■ Task objective ■
Turn every line of the entries below into one numbered list, skipping blank lines and leaving out the pictures.

■ Input for this task ■
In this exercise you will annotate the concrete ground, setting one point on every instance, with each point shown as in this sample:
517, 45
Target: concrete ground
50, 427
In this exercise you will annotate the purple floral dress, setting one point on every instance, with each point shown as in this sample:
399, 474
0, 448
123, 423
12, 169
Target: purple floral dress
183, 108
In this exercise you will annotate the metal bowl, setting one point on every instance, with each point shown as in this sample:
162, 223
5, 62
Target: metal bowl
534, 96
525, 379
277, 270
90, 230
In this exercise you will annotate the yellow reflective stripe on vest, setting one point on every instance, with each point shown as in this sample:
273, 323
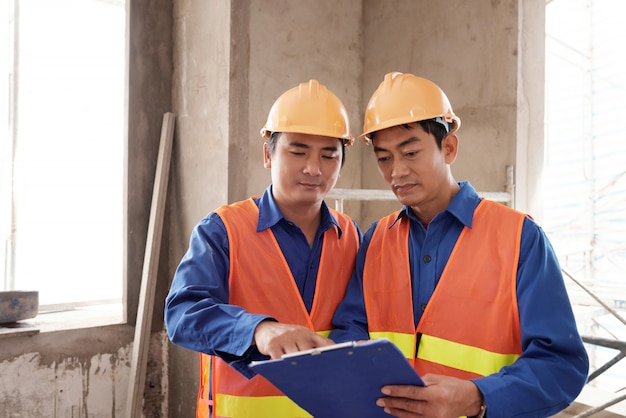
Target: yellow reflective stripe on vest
405, 342
258, 407
462, 357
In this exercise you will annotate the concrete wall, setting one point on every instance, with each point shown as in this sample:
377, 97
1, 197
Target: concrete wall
219, 65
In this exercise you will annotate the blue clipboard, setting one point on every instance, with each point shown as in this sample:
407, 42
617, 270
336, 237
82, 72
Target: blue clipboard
341, 380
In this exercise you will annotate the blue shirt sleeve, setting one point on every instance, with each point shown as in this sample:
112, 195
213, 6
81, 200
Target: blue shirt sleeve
554, 364
197, 313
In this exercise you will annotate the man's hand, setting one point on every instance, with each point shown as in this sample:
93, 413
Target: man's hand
275, 339
441, 397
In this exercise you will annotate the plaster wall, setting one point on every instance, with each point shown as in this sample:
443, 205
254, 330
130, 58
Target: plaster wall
219, 65
295, 41
470, 49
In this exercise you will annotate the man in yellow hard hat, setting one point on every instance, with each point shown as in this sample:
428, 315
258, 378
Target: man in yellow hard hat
262, 277
470, 290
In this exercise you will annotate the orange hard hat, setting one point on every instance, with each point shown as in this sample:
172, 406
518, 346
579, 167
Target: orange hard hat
309, 108
405, 98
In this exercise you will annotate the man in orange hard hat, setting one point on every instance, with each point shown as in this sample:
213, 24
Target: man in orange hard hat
262, 277
470, 290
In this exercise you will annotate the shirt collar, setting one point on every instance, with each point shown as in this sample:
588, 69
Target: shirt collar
461, 207
270, 214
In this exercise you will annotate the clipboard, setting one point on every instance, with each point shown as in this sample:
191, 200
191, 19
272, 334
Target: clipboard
341, 380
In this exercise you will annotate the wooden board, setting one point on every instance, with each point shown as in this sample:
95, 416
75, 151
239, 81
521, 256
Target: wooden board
137, 380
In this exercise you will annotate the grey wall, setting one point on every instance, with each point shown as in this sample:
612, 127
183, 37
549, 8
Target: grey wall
219, 65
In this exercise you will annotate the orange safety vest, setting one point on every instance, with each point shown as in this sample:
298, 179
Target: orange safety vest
261, 282
470, 327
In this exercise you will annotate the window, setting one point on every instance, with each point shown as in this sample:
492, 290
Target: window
585, 175
61, 179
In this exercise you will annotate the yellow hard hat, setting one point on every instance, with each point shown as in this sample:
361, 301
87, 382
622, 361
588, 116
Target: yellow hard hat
404, 98
309, 108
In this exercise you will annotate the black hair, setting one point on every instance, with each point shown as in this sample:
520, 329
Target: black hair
271, 145
430, 126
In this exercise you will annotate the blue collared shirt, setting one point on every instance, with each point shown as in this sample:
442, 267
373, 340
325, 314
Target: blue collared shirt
553, 366
198, 315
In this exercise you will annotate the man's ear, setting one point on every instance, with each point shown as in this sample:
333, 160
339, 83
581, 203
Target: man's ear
267, 157
450, 147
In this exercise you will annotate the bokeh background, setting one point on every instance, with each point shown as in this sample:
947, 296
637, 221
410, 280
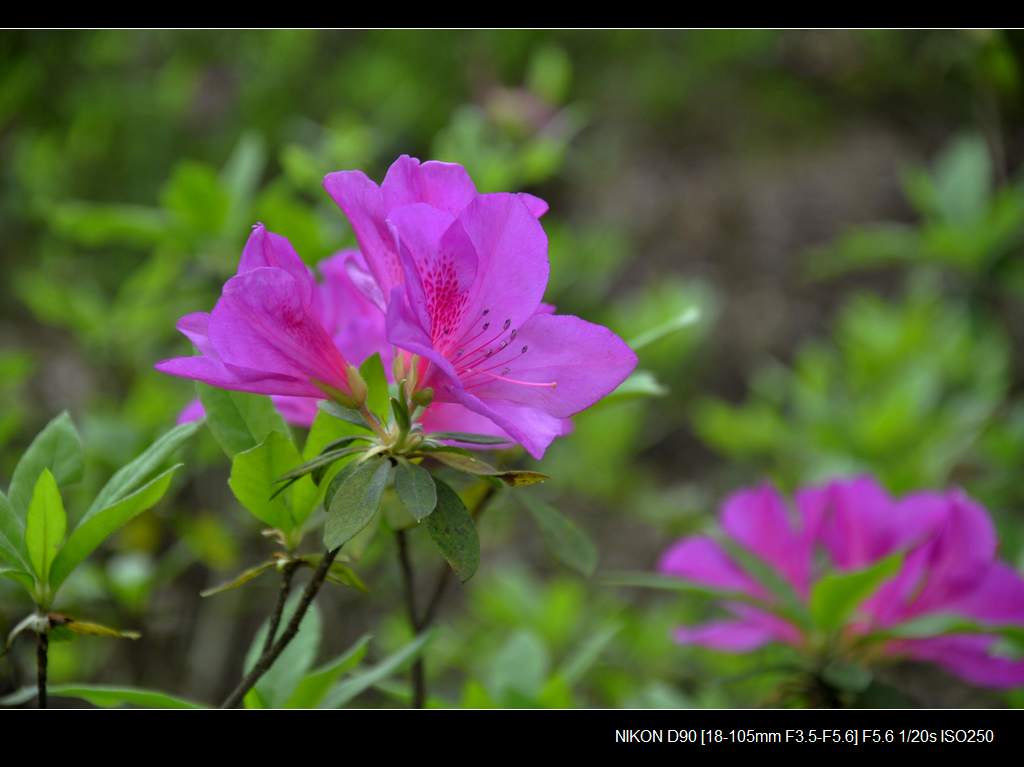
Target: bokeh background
843, 209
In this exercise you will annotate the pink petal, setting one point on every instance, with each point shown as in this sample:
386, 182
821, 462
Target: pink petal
970, 657
556, 363
265, 323
759, 520
702, 560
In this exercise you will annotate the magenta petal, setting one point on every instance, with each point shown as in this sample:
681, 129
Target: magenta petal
759, 519
729, 636
297, 411
439, 266
702, 560
360, 200
264, 323
445, 186
970, 657
267, 249
512, 267
535, 205
556, 363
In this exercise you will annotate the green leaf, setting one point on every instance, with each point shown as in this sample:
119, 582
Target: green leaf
253, 480
88, 629
129, 477
105, 696
454, 533
45, 525
378, 397
471, 465
341, 413
283, 678
577, 666
56, 448
640, 384
671, 583
97, 525
328, 431
467, 438
569, 545
357, 683
241, 580
315, 684
353, 498
416, 488
12, 549
240, 421
837, 595
686, 317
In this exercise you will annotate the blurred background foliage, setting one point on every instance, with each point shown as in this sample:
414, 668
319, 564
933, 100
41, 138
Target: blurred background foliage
841, 215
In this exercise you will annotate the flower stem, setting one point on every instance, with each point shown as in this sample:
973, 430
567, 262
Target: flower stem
417, 672
42, 662
416, 622
267, 658
287, 572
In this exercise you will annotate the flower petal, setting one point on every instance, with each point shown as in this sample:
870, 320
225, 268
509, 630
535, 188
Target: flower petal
759, 519
556, 363
702, 560
265, 323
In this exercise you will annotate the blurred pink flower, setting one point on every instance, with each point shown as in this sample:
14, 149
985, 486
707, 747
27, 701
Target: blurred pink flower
949, 568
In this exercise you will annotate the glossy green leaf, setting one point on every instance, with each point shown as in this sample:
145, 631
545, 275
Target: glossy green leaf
341, 413
45, 525
454, 533
378, 397
566, 541
253, 480
97, 525
12, 551
416, 489
837, 595
315, 684
348, 688
472, 465
240, 421
353, 498
56, 448
105, 696
129, 477
686, 317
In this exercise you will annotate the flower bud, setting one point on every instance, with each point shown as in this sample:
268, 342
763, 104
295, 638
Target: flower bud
356, 385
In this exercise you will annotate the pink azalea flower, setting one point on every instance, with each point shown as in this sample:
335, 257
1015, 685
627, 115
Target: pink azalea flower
274, 331
460, 277
949, 568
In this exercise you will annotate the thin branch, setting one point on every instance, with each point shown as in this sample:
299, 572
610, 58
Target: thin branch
287, 572
42, 661
417, 672
267, 658
419, 623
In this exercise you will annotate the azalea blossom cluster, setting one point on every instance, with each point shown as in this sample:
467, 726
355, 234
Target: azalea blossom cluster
948, 600
446, 285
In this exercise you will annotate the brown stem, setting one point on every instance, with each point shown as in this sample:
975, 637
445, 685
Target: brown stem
287, 572
417, 672
42, 661
419, 623
267, 658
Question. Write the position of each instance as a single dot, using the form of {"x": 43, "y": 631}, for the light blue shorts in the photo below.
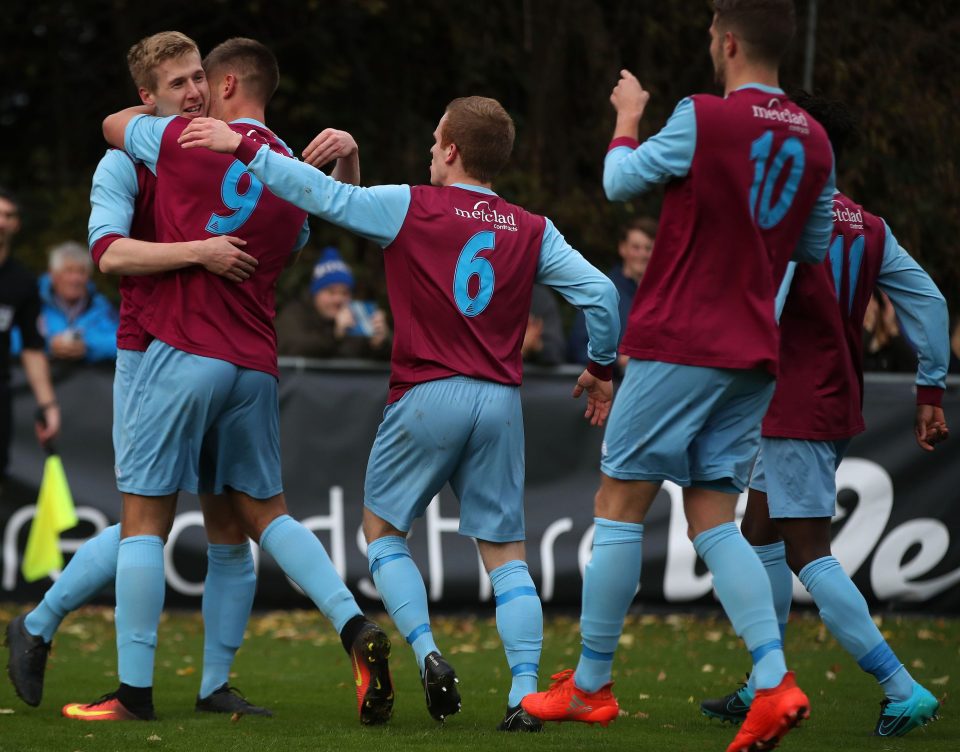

■ Solution to this problem ■
1. In this exercise you will annotate the concrete ground, setting one point on every instance, with each point shown as in this sample:
2. 517, 45
3. Target: concrete ground
4. 50, 427
5. In this exercise you will annotate the purple floral dress, setting one point on every instance, with each point shown as in this sample:
6. 399, 474
7. 0, 448
8. 123, 423
9. 12, 169
10. Target: purple floral dress
11. 183, 108
12. In this exercise you will annotate the metal bowl, setting one point on every instance, with each point shown as in this sample:
13. 162, 223
14. 5, 62
15. Target: metal bowl
16. 534, 96
17. 525, 379
18. 277, 270
19. 90, 230
20. In this exercise you will annotate the yellow reflective stripe on vest, setting one point on every instance, with each point shown as in this sample:
21. 273, 323
22. Target: yellow reflective stripe on vest
23. 405, 342
24. 258, 407
25. 462, 357
26. In this exercise you will annotate the concrete wall, setting one point on every instance, with each point shown as in this sample:
27. 377, 97
28. 1, 197
29. Target: concrete wall
30. 219, 65
31. In this exercise you will annotate the blue clipboard, setting one point on every instance, with each point shown as in this sample:
32. 407, 42
33. 617, 270
34. 336, 237
35. 82, 72
36. Target: blue clipboard
37. 341, 380
38. In this exercise you will annotate the blue shirt sleeve, setting one point on every instance, with each point shown as in this sample:
39. 112, 195
40. 213, 6
41. 81, 200
42. Target: blue shirt sleeve
43. 554, 364
44. 197, 313
45. In this exercise you will annotate the man's hand, setting one point on every instance, with each point shown as in this sample:
46. 93, 413
47. Target: man's hand
48. 275, 339
49. 441, 397
50. In this exercise you will annotate the plaster wall, setting one point on every instance, with each point shown as in this sample:
51. 443, 205
52. 254, 330
53. 130, 58
54. Target: plaster wall
55. 219, 65
56. 295, 41
57. 470, 49
58. In this exercise you will annotate the man in yellow hard hat, setting one point on every instance, with each point shown as in this sample:
59. 428, 315
60. 258, 378
61. Target: man in yellow hard hat
62. 262, 277
63. 470, 290
64. In this exercise you will annotate the orange hard hat, setting one point on every instance, with each point shown as in this sample:
65. 172, 406
66. 518, 346
67. 579, 167
68. Target: orange hard hat
69. 309, 108
70. 405, 98
71. In this exercise you will annotate the man in orange hard hat, setting one point on every instance, with each point shown as in this sample:
72. 213, 24
73. Target: man in orange hard hat
74. 262, 277
75. 470, 290
76. In this exercise you will annotate the shirt collar, setting one point on every instance, with each point shown as in this sample:
77. 588, 69
78. Target: shirt collar
79. 461, 207
80. 270, 214
81. In this exercise you will annotate the clipboard, setting one point on every instance, with each point shown as in this sample:
82. 191, 200
83. 191, 19
84. 272, 334
85. Target: clipboard
86. 341, 380
87. In this exercise you will annotate the wooden board, setting one point on every instance, with each point shown as in this sample:
88. 95, 416
89. 75, 151
90. 239, 81
91. 521, 256
92. Target: wooden board
93. 137, 380
94. In this exercise you will annotate the grey wall, setting one point on every instance, with each point shown as in this sample:
95. 612, 127
96. 183, 37
97. 549, 8
98. Target: grey wall
99. 219, 65
100. In this exercise you will annotate the orange safety vest, setting one point on every instance, with each point shown as in this sample:
101. 298, 179
102. Target: orange safety vest
103. 261, 282
104. 470, 327
105. In this exercise you will annotate the window, setting one point on every instance, with each point shown as in this sample:
106. 492, 290
107. Target: window
108. 585, 175
109. 61, 179
110. In this exercise you will annotate the yellow hard hat, setting one point on every instance, with each point shown as in this sample:
111. 361, 301
112. 87, 382
113. 622, 361
114. 588, 116
115. Target: yellow hard hat
116. 404, 98
117. 309, 108
118. In this exercise you will annotate the black hair, setting one point on every instance, with each point shown as in this sample:
119. 520, 329
120. Target: black hair
121. 271, 145
122. 430, 126
123. In this exercise you will annotate the blue collared shirt, setting one point on every instance, with each point shown as in this sample:
124. 442, 267
125. 373, 340
126. 325, 314
127. Target: blue collared shirt
128. 553, 366
129. 198, 315
130. In this exercise you will annotate the man's ear, setting one point on every instance, with each point shown as in this sample:
131. 333, 160
132. 339, 83
133. 581, 203
134. Target: man's ear
135. 267, 157
136. 450, 147
137. In this exercise you will annotate the bokeh background, setting one point on every instance, with each point shown as in this sample:
138. 947, 296
139. 637, 221
140. 410, 280
141. Target: bokeh background
142. 843, 209
143. In this exercise you will annotate the pink petal, setting one point on every instance, with each point shown as in this sample:
144. 386, 182
145. 821, 462
146. Target: pink petal
147. 970, 657
148. 556, 363
149. 265, 323
150. 759, 520
151. 702, 560
152. In this exercise you will annotate the magenta petal, setting one point on every instance, with each point shown as in this sample:
153. 681, 129
154. Target: magenta petal
155. 759, 519
156. 729, 636
157. 297, 411
158. 439, 266
159. 702, 560
160. 360, 200
161. 264, 323
162. 445, 186
163. 970, 657
164. 267, 249
165. 512, 267
166. 535, 205
167. 556, 363
168. In this exercise you will annotate the green leaf, setting one point on every instance, with each point shown as in this sample:
169. 119, 582
170. Target: green leaf
171. 253, 480
172. 88, 629
173. 129, 477
174. 105, 696
175. 454, 533
176. 45, 525
177. 378, 397
178. 471, 465
179. 341, 413
180. 283, 678
181. 577, 666
182. 56, 448
183. 640, 384
184. 671, 583
185. 97, 525
186. 328, 431
187. 467, 438
188. 569, 545
189. 357, 683
190. 241, 580
191. 315, 684
192. 353, 498
193. 416, 488
194. 12, 549
195. 240, 421
196. 837, 595
197. 686, 317
198. In this exercise you will annotate the blurred background foliage, setting one point on every instance, with each point shown as in this sample:
199. 414, 668
200. 319, 564
201. 933, 100
202. 41, 138
203. Target: blurred background foliage
204. 841, 215
205. In this exercise you will annotate the flower stem, setting one point on every instance, with each point shown as in this sample:
206. 973, 430
207. 567, 262
208. Target: flower stem
209. 417, 672
210. 42, 662
211. 416, 622
212. 267, 658
213. 287, 572
214. In this exercise you will annotate the flower petal, setting one point on every instance, with each point shown as in this sample:
215. 870, 320
216. 225, 268
217. 509, 630
218. 535, 188
219. Target: flower petal
220. 759, 519
221. 556, 363
222. 702, 560
223. 265, 323
224. In this exercise you will annotate the blurred pink flower, setting one point on every instance, with each point shown as in this sample:
225. 14, 149
226. 985, 486
227. 707, 747
228. 27, 701
229. Target: blurred pink flower
230. 949, 568
231. In this exercise you will annotate the glossy green leaf, setting one point on every instance, with each point shown as in this sample:
232. 145, 631
233. 545, 275
234. Target: glossy green leaf
235. 341, 413
236. 45, 525
237. 454, 533
238. 378, 397
239. 566, 541
240. 253, 480
241. 97, 525
242. 12, 551
243. 416, 489
244. 837, 595
245. 315, 684
246. 348, 688
247. 472, 465
248. 240, 421
249. 353, 498
250. 56, 448
251. 105, 696
252. 129, 477
253. 686, 317
254. In this exercise you will annotate the flower bud, setting one point on every instance, with each point shown as in this sample:
255. 268, 342
256. 763, 104
257. 295, 638
258. Target: flower bud
259. 356, 385
260. In this exercise you will annotate the pink azalea flower, setting one point on every instance, with each point shown as in this sample:
261. 335, 257
262. 1015, 685
263. 627, 115
264. Target: pink azalea flower
265. 274, 331
266. 460, 277
267. 949, 568
268. In this exercise you will annotate the thin branch, setting one point on every instance, with each point shown as in this sample:
269. 299, 572
270. 610, 58
271. Target: thin branch
272. 287, 572
273. 42, 661
274. 417, 672
275. 267, 658
276. 419, 623
277. In this exercise you will annotate the azalea blossom cluster, setting one point on every instance, with each point shown as in this sample:
278. 467, 726
279. 355, 234
280. Target: azalea blossom cluster
281. 948, 600
282. 446, 285
283. In this exercise you will annotate the brown stem, setting one point on every instance, with each point shown as in this sample:
284. 975, 637
285. 445, 685
286. Target: brown stem
287. 287, 572
288. 417, 672
289. 42, 661
290. 419, 623
291. 267, 658
292. Question. Write the position of each instance as a single dot, using the form of {"x": 43, "y": 631}, for the light blue shorts in the photo below.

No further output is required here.